Make NetHSM aware of primary and replica status
The second step might be to make the NetHSM aware of whether it is the primary for a namespace or a replica. So that you can configure it to deny mutating the replica, but so that you could use it as a read replica (enabling use of the keys, but not creation, modification or deletion).
Of course, this would have to be configurable so in the case you lose a primary, you can promote the replica to become a primary until you have a new primary in place (which would then be populated from the replica, and be configured as the new primary).
The application would still perform the backup from the primary and the restore to the replica (which in some scenarios might be desirable if the primary and the replica are isolated from each other).
Scheduled replication
The third step might be to make replication part of how namespaces can be configured. That is, so you can configure a namespace on the NetHSM to be aware that it is a primary, and that it has one or more replicas that it should replicate the state of the namespace to. For instance on a schedule.
Streaming replication
The fourth step might be to make it possible to replicate changes to individual keys or key pairs (in a name space), so that any changes made on the primary get replicated to the replica instance(s) in near real-time (except in the case of a network partition).
Single key backup
Another possibility is if the NetHSM could implement support for backing up a single key which can then be loaded onto the replica NetHSM. This might be easier for you to implement as it would offload the entire burden of the replication logic to an application.
━━━━━━━━━━━━━━━━━━━━
_Work required_
Reproduce the part of the NetHSM replication text that begins at the words "Make NetHSM aware" and stops after "the new primary).". The material that follows comes from a different source than the text above.

_Information supplied_
━━━━━━━━━━━━━━━━━━━━
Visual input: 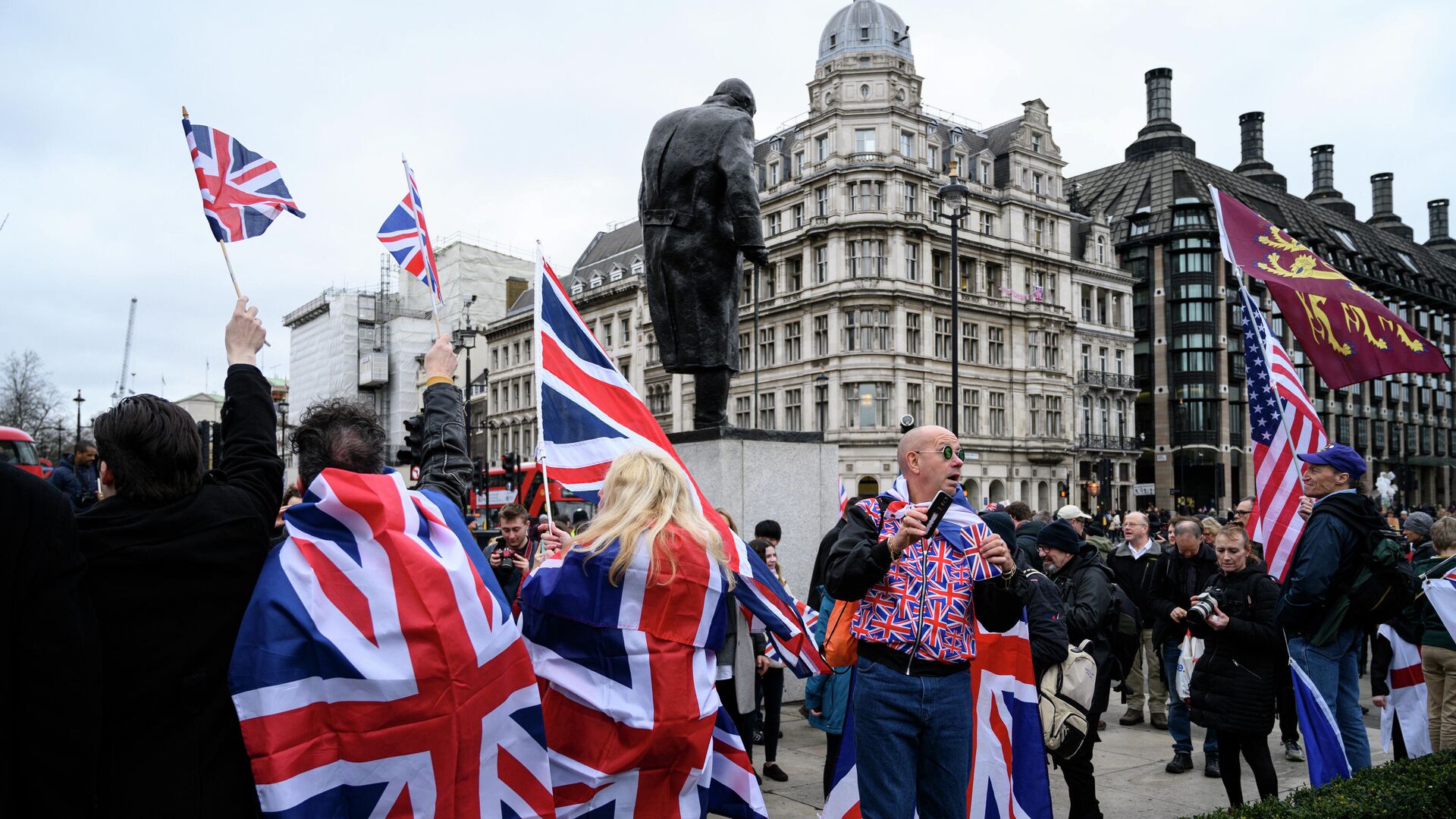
━━━━━━━━━━━━━━━━━━━━
_Response to this task_
Make NetHSM aware of primary and replica status
The second step might be to make the NetHSM aware of whether it is the primary for a namespace or a replica. So that you can configure it to deny mutating the replica, but so that you could use it as a read replica (enabling use of the keys, but not creation, modification or deletion).
Of course, this would have to be configurable so in the case you lose a primary, you can promote the replica to become a primary until you have a new primary in place (which would then be populated from the replica, and be configured as the new primary).